* **EXERCISE BRIEF**:
Output every line from the one containing "Target: wooden floor" down to the one containing "(546, 1187)", both included, reproduced verbatim.

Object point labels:
#####
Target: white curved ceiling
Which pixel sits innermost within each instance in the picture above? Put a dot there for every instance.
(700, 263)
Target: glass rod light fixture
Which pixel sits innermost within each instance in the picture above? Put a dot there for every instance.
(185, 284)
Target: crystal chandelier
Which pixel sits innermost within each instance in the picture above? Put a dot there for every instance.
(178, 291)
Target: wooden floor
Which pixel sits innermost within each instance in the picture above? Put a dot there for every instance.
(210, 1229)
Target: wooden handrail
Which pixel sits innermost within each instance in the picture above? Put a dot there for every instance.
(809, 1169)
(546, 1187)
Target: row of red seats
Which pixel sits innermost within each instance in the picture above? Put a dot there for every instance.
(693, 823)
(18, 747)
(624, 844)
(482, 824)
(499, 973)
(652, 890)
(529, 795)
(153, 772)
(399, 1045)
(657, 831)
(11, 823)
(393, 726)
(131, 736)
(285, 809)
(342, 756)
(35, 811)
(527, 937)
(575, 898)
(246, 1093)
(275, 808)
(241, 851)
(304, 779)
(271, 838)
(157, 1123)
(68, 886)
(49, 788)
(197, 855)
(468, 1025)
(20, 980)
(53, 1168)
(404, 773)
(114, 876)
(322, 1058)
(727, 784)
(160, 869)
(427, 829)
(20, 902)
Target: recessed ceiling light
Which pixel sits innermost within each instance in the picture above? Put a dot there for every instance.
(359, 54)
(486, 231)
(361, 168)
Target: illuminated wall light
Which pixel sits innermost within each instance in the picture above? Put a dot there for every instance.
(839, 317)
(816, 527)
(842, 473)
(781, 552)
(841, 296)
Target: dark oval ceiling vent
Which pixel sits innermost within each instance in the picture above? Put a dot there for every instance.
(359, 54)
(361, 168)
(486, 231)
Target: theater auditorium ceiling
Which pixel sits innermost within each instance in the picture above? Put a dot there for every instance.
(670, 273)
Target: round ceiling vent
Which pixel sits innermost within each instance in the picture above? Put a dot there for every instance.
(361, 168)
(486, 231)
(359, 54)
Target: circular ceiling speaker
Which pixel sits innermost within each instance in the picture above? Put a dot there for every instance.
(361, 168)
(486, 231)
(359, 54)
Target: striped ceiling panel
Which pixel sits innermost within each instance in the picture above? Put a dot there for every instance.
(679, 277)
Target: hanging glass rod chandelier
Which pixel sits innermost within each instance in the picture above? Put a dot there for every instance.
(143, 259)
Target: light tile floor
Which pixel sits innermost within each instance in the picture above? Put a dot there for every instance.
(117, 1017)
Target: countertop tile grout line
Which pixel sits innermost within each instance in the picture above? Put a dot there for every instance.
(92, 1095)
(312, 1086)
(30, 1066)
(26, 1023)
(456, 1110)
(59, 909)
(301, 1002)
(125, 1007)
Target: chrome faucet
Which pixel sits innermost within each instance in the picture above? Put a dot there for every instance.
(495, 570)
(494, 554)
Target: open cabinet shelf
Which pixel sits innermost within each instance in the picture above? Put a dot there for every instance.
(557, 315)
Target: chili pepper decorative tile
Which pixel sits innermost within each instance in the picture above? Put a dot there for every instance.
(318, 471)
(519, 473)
#####
* **THE SOLUTION**:
Target: wooden floor
Which pixel sits innermost within each instance in the picture above? Put a dot there for every instance.
(210, 1229)
Target: wooden handrail
Which pixel sits innermost within each instance in the picture above? Put a dot there for every instance.
(809, 1169)
(546, 1187)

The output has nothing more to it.